(Photo-based referring expression data)
--------------------

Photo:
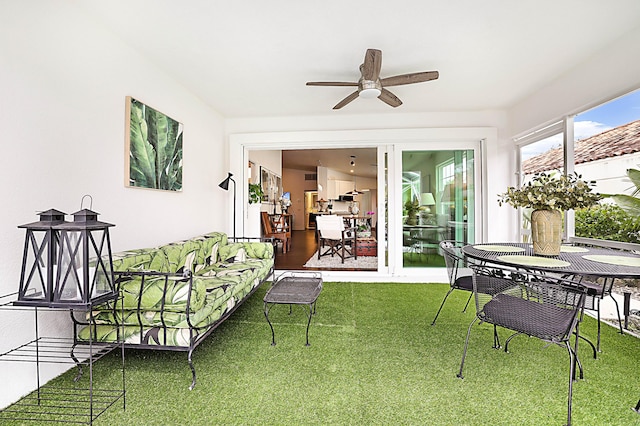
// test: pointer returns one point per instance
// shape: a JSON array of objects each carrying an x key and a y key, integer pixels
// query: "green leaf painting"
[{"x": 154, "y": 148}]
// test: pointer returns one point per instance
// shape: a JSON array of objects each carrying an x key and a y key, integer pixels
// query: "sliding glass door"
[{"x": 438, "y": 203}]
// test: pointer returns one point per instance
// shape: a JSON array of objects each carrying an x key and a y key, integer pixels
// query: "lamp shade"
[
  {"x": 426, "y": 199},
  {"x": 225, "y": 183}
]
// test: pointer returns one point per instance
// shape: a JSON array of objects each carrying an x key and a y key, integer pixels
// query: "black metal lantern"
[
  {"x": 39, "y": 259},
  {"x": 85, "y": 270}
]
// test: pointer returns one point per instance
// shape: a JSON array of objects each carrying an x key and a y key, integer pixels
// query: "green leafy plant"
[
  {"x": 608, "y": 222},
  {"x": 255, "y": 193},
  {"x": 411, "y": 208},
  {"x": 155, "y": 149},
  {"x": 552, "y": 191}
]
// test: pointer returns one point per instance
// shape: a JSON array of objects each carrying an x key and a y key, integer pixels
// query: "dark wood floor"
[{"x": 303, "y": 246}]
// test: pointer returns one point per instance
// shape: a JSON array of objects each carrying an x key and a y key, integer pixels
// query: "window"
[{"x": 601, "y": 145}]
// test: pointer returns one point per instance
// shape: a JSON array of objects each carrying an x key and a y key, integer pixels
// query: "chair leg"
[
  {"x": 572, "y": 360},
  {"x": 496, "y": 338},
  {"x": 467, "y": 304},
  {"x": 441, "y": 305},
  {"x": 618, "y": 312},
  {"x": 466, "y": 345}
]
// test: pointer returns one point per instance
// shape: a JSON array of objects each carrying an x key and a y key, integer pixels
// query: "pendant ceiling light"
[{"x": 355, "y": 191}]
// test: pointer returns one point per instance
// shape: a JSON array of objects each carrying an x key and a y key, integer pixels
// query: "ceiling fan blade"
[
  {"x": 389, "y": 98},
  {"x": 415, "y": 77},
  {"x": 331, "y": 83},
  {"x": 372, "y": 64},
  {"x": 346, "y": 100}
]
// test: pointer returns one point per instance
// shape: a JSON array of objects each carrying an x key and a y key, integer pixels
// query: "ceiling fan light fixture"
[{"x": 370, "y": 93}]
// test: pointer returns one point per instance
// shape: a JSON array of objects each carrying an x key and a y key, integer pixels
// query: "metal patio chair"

--------------------

> [WHAT NEEDS TO BE DONE]
Quote the data exactly, leaving every image out of the copy.

> [RESPONSE TO THE EXERCISE]
Photo:
// test: pointer returns one point per instance
// shape: a JSON array of objects each carrying an x key and a y key, integer pixels
// query: "green leaf painting"
[{"x": 154, "y": 148}]
// test: pointer returns one point per instance
// shape: a JSON array of objects each carrying an x key and a y key, integer pixels
// query: "sliding glass door"
[{"x": 438, "y": 203}]
// test: pointer returns one point per instance
// shape: a JSON array of objects each carrying an x key and a y key, integer pixels
// query: "lamp shade"
[
  {"x": 426, "y": 199},
  {"x": 225, "y": 183}
]
// test: pointer returns one point per instance
// shape: a JSON array of objects each carrying an x key and a y key, integer pixels
// query: "black metal lantern"
[
  {"x": 39, "y": 259},
  {"x": 85, "y": 270}
]
// test: pointer returns one point per instance
// shape: a JSON array of objects each carrying an x key and a y key, integer pixels
// query: "green leafy plant"
[
  {"x": 608, "y": 222},
  {"x": 255, "y": 193},
  {"x": 411, "y": 208},
  {"x": 155, "y": 149},
  {"x": 552, "y": 191}
]
// test: pointer returns one point per instance
// shape: a JSON array of objects each carrying an x key and a y key, integer pixels
// query: "dark wood floor"
[{"x": 303, "y": 246}]
// test: pointer returns one point per instance
// shape: a JSON array of objects each carrying an x key and a y key, integer pixels
// query: "window"
[{"x": 601, "y": 145}]
// test: pointer returns one point per instance
// shape: a JSON array of objects each carrying an x key and a y key, integer pixels
// query: "chair leg"
[
  {"x": 572, "y": 360},
  {"x": 496, "y": 338},
  {"x": 467, "y": 304},
  {"x": 441, "y": 305},
  {"x": 618, "y": 312},
  {"x": 466, "y": 345}
]
// test: pointer returns one point per instance
// shape: a JSON array of objects each carrying an x key and a y key, integer pixels
// query: "pendant ceiling light"
[{"x": 355, "y": 191}]
// test: pointer returns one point per instance
// shape: a JSON array of objects each carrying an x key and a y key, integer pixels
// query: "ceiling fan blade"
[
  {"x": 389, "y": 98},
  {"x": 415, "y": 77},
  {"x": 331, "y": 83},
  {"x": 372, "y": 64},
  {"x": 346, "y": 100}
]
// test: pointer returns one point per instance
// shape: a JSON array of objects each carrying an x key and a y key, integer pixels
// query: "ceiling fan light fixture"
[{"x": 370, "y": 93}]
// test: pointer returns one point per instance
// shape: a JSON array of objects each carrying an x key and a y key, integer pixels
// query: "metal patio chair"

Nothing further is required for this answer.